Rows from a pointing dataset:
════════════════════

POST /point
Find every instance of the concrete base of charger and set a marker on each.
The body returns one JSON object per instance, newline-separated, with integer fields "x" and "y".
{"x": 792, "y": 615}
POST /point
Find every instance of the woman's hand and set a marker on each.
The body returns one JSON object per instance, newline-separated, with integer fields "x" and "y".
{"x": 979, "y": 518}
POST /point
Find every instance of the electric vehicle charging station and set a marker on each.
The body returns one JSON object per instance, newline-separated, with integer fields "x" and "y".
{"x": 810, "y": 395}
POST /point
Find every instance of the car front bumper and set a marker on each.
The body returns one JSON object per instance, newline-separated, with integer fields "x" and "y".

════════════════════

Exercise directions -
Output each item above verbatim, keeping every line in its original order.

Solution to this exercise -
POST /point
Find every instance of the concrete base of charger and set a marker on each.
The body returns one JSON object per instance, newline-separated, with integer fields "x" and "y".
{"x": 792, "y": 615}
POST /point
Find every instance of the woman's hand and set a marker on each.
The body returns one JSON object per instance, newline-separated, with integer fields "x" and "y".
{"x": 979, "y": 518}
POST /point
Find every instance of the electric vehicle charging station and set a marker on each.
The body returns one JSON object per instance, newline-separated, with integer fields "x" and "y".
{"x": 810, "y": 395}
POST /point
Find every instance of the car front bumper and set a marker on each.
The body returns one JSON object per instance, newline-separated, with integer fields "x" and "y".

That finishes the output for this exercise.